▸ **PASSAGE GIVEN**
When the Court of Criminal Appeals granted discretionary review on Leax, I thought it would be the culmination of almost four years of fighting that began with this post after I realized that section 33.021 of the Texas Penal Code, in which the Texas Legislature created a constitutionally valid offense in subsection (c) and then eliminated one of the elements that made it constitutional in subsection (d), was not constitutional.
The first litigation was in a case called Wheeler. I filed a habeas petition in the trial court in June 2014. The trial court denied relief, we appealed, and the First Court of Appeals allowed oral argument in April 2015. Oral argument went well, I thought—I wrote then that the opinion would “at least apply the correct standard of review,” that is, strict scrutiny.
Here’s the argument:
Disappointingly, the First Court did not apply the correct standard of review. It held that strict scrutiny (and the presumption of invalidity) did not apply.
Statutes will almost never pass strict scrutiny and the presumption of invalidity. They will almost never fail the intermediate scrutiny and presumption of validity that apply to content-neutral statutes. Whether a regulation is content based will almost always be outcome determinative.

▸ **STATED PROBLEM A**
List every court named in the passage on the Texas Penal Code challenge.

Collection entries:
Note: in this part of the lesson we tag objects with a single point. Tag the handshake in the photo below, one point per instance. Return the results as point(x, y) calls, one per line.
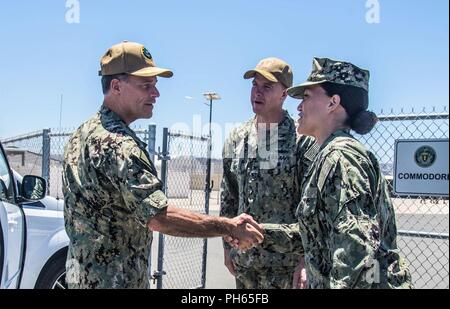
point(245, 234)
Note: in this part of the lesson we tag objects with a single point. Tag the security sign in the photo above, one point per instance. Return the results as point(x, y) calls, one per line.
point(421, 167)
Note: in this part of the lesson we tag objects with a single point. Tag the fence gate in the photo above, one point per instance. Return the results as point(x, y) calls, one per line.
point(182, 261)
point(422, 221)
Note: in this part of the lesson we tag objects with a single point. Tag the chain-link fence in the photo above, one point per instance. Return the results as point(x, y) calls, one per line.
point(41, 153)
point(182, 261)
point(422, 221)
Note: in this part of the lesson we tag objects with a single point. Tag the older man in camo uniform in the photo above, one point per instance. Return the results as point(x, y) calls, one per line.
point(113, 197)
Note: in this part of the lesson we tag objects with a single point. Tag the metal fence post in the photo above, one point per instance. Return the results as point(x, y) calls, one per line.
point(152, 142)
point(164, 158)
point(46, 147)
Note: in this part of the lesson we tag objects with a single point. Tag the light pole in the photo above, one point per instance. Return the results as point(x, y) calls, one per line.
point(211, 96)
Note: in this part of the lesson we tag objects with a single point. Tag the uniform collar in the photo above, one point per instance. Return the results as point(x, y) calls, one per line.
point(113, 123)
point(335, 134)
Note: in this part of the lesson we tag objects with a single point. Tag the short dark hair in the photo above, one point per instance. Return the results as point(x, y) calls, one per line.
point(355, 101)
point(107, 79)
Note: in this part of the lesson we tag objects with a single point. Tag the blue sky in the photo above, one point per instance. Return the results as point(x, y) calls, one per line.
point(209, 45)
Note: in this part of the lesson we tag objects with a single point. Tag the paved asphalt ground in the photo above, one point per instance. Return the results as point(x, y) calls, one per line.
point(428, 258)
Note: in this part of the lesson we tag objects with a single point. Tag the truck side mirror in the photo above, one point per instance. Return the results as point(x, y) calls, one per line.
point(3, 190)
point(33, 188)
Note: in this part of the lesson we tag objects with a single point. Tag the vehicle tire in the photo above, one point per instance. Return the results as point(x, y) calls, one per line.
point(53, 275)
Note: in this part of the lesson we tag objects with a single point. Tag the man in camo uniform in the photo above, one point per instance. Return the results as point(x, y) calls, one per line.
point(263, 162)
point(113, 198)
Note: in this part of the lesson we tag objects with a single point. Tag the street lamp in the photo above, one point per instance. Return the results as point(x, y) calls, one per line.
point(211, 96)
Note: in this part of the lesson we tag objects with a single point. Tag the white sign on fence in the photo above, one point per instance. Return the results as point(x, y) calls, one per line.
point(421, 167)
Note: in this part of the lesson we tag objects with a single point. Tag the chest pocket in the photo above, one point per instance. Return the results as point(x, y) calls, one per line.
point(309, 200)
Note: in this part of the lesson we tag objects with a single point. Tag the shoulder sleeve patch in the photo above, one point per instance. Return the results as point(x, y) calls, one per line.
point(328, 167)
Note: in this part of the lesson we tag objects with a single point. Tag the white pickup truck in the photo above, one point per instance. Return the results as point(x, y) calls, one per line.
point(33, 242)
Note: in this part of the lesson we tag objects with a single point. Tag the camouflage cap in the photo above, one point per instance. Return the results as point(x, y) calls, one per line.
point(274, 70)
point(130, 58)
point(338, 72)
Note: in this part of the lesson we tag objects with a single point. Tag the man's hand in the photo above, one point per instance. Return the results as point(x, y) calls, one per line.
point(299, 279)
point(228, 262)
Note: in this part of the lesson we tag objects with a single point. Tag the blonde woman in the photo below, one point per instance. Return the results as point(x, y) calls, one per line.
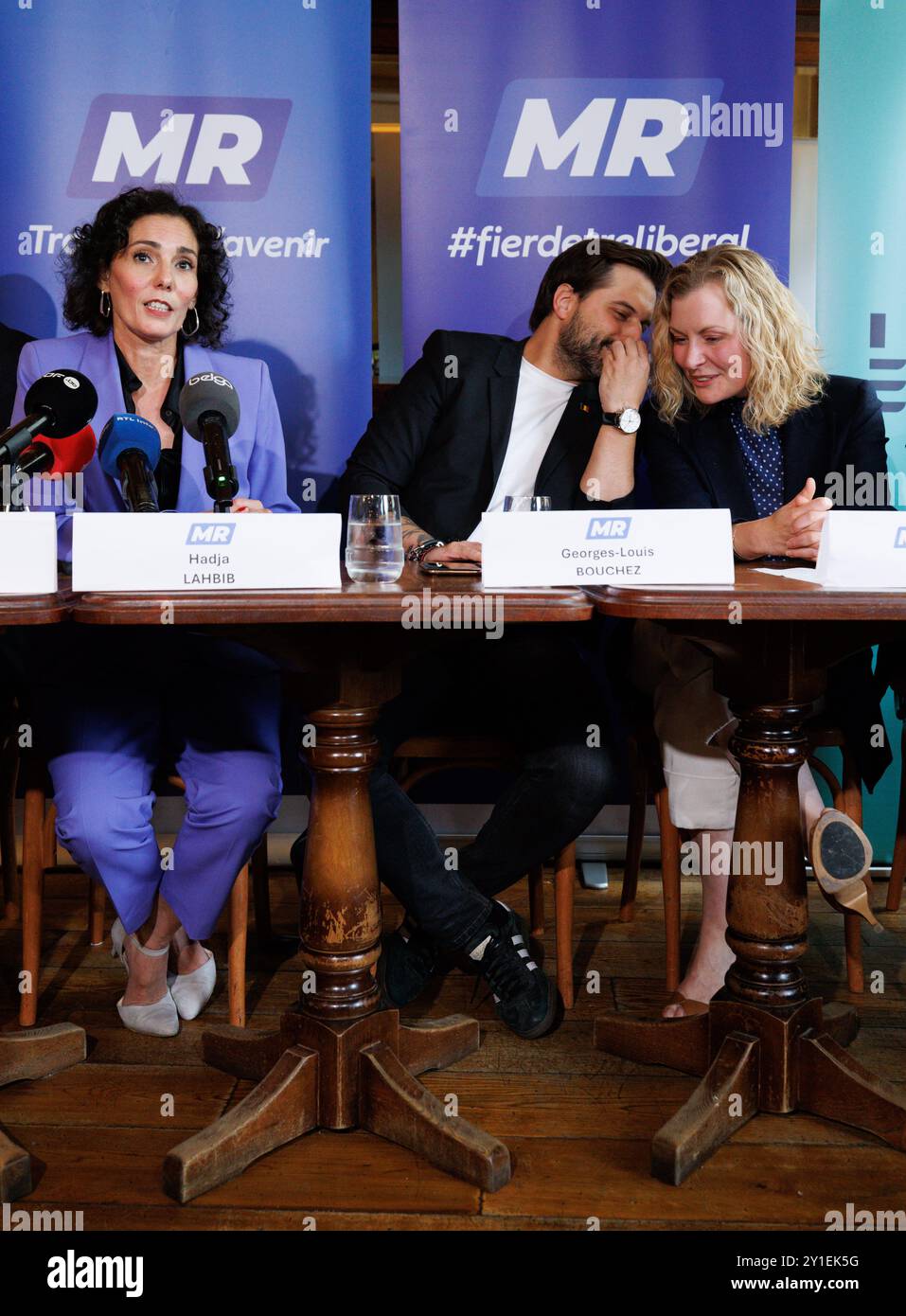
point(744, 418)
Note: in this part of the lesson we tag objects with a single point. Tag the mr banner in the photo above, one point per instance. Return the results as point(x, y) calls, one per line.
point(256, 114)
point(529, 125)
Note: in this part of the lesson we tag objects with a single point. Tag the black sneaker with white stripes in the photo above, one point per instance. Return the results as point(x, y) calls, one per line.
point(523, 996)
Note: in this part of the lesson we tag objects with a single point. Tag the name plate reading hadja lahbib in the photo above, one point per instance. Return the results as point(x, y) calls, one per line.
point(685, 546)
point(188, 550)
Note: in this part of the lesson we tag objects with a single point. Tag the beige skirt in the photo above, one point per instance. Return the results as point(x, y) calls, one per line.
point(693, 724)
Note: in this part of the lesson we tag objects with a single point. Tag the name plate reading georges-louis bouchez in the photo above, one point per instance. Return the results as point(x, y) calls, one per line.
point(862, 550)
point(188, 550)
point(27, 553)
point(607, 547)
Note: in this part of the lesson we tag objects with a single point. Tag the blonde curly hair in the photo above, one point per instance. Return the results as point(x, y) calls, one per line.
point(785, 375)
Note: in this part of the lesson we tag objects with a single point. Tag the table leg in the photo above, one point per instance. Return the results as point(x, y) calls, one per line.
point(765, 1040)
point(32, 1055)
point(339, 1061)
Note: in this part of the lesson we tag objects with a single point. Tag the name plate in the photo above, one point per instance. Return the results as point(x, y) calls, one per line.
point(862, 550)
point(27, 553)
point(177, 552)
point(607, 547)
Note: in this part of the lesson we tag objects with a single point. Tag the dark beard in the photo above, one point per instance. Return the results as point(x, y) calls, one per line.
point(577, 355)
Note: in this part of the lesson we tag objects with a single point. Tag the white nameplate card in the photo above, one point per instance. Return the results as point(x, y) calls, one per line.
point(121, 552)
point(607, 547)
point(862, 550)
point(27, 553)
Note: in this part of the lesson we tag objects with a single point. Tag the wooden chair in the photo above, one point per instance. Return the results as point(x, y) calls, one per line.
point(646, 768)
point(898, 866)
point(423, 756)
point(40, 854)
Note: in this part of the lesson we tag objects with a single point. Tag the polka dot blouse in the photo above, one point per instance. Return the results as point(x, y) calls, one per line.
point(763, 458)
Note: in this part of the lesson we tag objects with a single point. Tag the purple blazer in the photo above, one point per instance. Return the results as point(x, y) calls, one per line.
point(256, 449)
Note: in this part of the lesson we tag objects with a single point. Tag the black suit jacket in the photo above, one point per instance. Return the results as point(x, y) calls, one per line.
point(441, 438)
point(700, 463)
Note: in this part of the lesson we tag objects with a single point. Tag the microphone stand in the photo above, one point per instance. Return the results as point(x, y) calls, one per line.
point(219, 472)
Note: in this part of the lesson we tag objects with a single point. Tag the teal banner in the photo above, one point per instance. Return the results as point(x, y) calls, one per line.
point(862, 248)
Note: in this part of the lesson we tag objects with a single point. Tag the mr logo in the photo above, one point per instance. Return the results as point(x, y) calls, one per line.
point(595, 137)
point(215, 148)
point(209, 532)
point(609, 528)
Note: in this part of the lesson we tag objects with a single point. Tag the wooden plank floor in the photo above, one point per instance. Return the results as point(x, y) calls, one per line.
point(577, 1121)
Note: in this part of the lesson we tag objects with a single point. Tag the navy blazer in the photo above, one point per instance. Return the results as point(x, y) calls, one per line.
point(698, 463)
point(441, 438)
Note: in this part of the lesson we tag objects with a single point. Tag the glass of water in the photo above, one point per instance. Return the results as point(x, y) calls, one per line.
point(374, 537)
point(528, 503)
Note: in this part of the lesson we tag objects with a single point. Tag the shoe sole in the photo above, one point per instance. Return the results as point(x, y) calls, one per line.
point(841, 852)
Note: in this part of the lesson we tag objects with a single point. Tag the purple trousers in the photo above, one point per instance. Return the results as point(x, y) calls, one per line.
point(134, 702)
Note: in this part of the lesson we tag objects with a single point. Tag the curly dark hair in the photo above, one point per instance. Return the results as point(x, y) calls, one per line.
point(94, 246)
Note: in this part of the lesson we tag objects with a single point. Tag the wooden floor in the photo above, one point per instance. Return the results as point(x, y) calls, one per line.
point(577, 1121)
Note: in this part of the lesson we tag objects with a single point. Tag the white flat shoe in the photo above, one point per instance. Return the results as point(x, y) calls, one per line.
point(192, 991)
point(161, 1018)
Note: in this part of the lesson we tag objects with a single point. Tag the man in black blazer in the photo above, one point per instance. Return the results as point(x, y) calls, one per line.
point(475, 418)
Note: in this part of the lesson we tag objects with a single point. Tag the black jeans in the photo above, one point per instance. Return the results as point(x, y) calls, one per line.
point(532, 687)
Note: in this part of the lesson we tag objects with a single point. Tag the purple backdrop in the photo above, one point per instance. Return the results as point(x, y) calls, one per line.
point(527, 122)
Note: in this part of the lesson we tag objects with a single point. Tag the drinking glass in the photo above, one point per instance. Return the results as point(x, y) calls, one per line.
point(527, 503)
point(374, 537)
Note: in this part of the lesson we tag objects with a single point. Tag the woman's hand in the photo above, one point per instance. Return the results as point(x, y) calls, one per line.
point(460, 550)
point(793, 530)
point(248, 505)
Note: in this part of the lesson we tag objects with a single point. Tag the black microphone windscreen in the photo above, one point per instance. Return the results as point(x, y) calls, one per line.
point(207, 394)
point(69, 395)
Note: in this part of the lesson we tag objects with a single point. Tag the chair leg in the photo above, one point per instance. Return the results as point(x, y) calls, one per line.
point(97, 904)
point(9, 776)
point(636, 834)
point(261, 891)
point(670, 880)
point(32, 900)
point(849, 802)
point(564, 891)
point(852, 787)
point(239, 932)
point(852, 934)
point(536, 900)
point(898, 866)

▸ **STATED PROBLEM B**
Resize the collection entries from the line with "Tag the polka" up to and including the line with "point(256, 449)". Rewrite only those lines, requests included, multiplying every point coordinate in the answers by 2.55 and rounding to whole numbers, halves up.

▸ **RESPONSE A**
Court of Criminal Appeals
trial court
First Court of Appeals

▸ **RESPONSE B**
Note: in this part of the lesson we tag objects with a single point. Tag the polka dot blouse in the photo above, one point per instance. Return the results as point(x, y) calls, one per line.
point(1946, 1168)
Note: in this part of the lesson we tag objects with a single point. Tag the purple blazer in the photo above, one point per instance. Return the results as point(x, y) calls, one per line.
point(653, 1145)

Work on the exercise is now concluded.